▸ WHAT TO DO: Format all of the records below as a numbered list, one line per item, and omit any blank lines.

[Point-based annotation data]

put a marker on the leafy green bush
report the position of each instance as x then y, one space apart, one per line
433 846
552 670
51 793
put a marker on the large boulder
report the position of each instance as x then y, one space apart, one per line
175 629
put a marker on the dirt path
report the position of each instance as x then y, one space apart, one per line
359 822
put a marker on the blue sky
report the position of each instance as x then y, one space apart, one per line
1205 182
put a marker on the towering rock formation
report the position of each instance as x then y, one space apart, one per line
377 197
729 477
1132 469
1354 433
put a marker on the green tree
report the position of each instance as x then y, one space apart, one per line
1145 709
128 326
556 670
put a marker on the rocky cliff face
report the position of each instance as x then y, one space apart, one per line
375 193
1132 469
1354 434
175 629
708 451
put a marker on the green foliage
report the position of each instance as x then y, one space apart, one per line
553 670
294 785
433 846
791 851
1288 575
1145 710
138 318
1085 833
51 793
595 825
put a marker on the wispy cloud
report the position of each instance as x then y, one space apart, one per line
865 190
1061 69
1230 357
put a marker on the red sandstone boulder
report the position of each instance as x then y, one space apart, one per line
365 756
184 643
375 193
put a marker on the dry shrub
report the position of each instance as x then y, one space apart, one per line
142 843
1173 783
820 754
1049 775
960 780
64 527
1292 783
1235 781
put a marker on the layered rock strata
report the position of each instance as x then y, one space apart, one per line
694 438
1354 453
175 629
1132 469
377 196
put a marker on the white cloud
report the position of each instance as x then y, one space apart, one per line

▸ ANSWER TO THE EXERCISE:
1. put a marker on the leafy green bush
2. report the position of each instance as x then y, one space apart, one per line
3. 433 846
4. 552 670
5. 51 793
6. put a marker on the large boulder
7. report the position of each instance as x then y, one space apart, one per line
8. 175 629
9. put a marker on the dirt path
10. report the position of each instance as x then y, one space apart, one per line
11. 359 822
12. put a marker on the blue sky
13. report the position of each instance as x then y, one space apart, one per line
14. 1205 182
15. put a marker on the towering rock formation
16. report the position of each instance as x then y, one space apart, one per line
17. 377 197
18. 729 477
19. 1132 469
20. 1354 433
21. put a marker on the green tree
22. report the position of each instance as x then y, one space apart, one per line
23. 1145 709
24. 128 326
25. 556 670
26. put a marker on the rocky cliff face
27. report the position of each instance as x then y, one space apart, one per line
28. 375 193
29. 1132 469
30. 1354 434
31. 175 629
32. 708 451
33. put a marker on the green foliage
34. report the position of each instance as x then y, one space apart, one per line
35. 553 670
36. 294 785
37. 433 846
38. 791 851
39. 1288 575
40. 1145 710
41. 138 318
42. 1085 833
43. 51 793
44. 595 825
45. put a marker on the wispy cloud
46. report the position of each instance as x then y, one space apart, one per line
47. 865 190
48. 1061 69
49. 1230 357
50. put a marker on the red sandstone boulder
51. report the position of each instance as x then y, one space apart, one per line
52. 365 756
53. 184 643
54. 375 193
55. put a marker on the dry shrub
56. report the position of each instance as x then y, one space apart, one per line
57. 142 843
58. 1173 783
59. 820 754
60. 1049 775
61. 960 780
62. 64 527
63. 1292 783
64. 1235 781
65. put a marker on the layered rock strata
66. report the position of each instance as x then y, one space apart, one per line
67. 694 438
68. 1354 453
69. 175 629
70. 1132 469
71. 377 196
72. put a marker on the white cloud
73. report the position of each instance as x then y, one space apart, one per line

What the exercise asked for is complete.